> Short task:
Please change "roof rail" to "roof rack" in the listing, starting with the line with "In the photograph shown here, where does the dirt" and going on through the line with "top-left (484, 152), bottom-right (886, 208)". Return only those lines, with everything else left as it is.

> Data excerpts:
——————————
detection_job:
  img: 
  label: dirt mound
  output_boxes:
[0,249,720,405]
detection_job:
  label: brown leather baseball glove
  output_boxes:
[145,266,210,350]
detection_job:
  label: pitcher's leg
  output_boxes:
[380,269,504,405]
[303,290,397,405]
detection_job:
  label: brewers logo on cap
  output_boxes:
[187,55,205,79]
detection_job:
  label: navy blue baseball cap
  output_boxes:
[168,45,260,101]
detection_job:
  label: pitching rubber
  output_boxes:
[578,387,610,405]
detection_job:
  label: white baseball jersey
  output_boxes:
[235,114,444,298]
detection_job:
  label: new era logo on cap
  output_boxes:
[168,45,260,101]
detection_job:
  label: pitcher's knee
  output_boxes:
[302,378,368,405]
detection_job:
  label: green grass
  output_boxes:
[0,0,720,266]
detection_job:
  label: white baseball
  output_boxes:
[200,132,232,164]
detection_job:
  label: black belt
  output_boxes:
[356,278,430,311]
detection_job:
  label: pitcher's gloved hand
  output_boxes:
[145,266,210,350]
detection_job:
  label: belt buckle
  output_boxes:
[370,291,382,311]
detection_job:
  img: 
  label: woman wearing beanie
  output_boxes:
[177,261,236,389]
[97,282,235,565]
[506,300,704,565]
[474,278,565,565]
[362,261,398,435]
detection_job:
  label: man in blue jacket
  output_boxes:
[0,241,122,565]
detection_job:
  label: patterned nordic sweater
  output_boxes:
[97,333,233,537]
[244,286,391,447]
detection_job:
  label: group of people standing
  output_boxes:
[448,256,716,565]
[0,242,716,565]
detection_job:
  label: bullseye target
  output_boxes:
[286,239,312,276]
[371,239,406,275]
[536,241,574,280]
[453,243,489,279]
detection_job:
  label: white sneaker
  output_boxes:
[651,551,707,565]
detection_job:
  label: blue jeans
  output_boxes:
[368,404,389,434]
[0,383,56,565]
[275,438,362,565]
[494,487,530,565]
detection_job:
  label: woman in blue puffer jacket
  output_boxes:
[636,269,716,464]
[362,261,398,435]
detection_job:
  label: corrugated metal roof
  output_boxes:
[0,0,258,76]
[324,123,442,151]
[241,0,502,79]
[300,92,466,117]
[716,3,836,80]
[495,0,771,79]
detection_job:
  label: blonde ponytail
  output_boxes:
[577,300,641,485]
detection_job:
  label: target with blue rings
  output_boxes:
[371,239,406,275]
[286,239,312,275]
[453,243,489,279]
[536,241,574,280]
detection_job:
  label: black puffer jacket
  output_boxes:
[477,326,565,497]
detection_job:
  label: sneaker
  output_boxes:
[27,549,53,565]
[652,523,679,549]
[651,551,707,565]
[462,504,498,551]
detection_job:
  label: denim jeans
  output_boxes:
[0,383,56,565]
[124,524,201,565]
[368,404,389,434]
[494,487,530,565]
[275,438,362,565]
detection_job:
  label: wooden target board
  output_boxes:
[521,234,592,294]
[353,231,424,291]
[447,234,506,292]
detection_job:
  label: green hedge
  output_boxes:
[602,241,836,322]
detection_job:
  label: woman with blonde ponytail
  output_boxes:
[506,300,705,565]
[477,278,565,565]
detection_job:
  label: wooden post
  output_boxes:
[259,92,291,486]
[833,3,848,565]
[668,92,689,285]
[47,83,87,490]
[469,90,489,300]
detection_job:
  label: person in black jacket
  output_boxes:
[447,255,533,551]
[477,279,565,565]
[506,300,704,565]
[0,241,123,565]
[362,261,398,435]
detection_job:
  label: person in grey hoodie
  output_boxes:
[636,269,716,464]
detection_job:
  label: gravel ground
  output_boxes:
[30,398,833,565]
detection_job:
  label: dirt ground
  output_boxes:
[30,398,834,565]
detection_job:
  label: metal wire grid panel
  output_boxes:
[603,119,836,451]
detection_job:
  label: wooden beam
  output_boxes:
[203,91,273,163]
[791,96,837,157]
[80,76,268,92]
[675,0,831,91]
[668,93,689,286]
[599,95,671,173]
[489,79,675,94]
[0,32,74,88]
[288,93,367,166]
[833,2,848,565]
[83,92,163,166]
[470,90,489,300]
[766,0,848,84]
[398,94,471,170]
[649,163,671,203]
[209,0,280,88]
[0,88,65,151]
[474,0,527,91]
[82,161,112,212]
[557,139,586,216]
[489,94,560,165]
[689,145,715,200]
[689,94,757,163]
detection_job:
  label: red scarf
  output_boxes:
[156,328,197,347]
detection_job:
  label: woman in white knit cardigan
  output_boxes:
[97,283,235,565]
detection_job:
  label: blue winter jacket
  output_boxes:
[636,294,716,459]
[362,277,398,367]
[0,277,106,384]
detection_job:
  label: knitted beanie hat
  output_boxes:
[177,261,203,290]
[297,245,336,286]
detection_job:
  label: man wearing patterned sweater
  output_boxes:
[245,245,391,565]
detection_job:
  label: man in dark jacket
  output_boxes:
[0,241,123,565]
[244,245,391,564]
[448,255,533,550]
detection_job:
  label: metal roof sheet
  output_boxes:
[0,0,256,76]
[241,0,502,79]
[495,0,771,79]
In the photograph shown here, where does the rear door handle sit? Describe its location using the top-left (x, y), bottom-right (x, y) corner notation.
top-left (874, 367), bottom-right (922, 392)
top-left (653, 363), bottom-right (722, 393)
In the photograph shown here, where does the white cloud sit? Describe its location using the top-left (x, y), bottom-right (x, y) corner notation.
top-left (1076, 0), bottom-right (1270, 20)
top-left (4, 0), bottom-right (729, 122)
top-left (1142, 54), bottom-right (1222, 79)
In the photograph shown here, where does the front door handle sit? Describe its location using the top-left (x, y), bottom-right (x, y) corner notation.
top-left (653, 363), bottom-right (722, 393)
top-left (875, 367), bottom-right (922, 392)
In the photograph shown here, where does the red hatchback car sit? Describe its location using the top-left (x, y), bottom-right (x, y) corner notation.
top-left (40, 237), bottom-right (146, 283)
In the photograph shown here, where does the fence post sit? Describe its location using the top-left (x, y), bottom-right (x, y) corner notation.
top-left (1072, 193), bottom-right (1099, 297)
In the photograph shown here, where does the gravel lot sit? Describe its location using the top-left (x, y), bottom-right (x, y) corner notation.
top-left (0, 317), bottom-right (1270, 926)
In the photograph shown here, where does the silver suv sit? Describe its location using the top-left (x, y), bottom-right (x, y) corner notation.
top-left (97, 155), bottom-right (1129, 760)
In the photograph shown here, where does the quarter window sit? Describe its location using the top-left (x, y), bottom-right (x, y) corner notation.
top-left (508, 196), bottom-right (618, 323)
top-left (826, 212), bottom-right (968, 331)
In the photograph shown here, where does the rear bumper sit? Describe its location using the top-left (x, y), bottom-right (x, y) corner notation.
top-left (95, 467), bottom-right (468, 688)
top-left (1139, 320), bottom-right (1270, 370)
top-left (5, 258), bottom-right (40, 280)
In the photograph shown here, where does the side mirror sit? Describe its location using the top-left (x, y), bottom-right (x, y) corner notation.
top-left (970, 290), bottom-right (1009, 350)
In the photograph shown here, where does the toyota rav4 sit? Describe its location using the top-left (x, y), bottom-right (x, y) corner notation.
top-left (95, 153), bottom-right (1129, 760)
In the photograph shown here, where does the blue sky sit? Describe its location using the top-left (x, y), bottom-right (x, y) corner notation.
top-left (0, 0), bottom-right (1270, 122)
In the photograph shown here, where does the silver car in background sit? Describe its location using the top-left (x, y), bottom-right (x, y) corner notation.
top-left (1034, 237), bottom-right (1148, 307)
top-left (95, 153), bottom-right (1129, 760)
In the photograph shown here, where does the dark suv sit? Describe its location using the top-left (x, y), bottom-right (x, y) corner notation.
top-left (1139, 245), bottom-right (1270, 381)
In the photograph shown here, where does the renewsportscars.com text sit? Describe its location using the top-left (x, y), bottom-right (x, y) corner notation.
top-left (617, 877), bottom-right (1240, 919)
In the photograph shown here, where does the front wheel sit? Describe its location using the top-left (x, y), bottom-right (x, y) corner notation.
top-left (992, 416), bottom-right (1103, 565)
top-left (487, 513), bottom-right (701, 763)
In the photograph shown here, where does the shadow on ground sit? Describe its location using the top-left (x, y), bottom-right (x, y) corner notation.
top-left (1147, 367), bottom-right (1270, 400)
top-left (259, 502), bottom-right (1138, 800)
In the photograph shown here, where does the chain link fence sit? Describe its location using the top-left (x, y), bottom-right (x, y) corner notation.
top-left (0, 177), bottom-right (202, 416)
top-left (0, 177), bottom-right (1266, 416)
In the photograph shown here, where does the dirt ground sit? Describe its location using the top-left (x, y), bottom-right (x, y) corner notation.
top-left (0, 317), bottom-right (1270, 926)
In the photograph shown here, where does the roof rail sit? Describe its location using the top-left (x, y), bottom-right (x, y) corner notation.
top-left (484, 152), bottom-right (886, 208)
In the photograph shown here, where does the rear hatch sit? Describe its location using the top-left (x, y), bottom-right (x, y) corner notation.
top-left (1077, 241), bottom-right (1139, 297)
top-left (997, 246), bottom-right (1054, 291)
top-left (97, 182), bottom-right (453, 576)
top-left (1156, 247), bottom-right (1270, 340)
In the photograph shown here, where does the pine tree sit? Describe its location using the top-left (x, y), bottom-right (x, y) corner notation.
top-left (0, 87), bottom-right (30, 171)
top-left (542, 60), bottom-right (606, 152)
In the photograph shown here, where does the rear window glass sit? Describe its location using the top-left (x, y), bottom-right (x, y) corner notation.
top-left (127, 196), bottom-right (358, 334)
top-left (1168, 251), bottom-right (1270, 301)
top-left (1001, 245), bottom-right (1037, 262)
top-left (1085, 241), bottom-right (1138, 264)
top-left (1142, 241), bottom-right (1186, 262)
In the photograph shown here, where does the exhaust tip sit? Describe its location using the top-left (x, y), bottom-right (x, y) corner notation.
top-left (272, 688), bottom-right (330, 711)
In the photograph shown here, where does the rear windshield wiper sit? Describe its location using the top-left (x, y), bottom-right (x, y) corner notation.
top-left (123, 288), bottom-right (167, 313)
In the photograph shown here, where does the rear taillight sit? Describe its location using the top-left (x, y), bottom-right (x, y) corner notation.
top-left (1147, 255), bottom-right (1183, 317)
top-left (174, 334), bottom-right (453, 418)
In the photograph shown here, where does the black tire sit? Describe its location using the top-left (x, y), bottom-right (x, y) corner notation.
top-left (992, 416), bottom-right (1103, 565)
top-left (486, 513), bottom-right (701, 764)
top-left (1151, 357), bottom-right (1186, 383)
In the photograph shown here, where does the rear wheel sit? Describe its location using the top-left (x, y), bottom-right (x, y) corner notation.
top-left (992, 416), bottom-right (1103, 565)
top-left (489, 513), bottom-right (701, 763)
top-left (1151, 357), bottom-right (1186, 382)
——————————
> Response for this exercise:
In the photograph shown here, where does the dirt ground sit? Describe its location using the top-left (x, y), bottom-right (x, y) corner notation.
top-left (0, 317), bottom-right (1270, 926)
In the photograph shown here, where does the roof rack sit? Describe its location using the top-left (x, y), bottom-right (x, y) corner notation.
top-left (484, 152), bottom-right (886, 208)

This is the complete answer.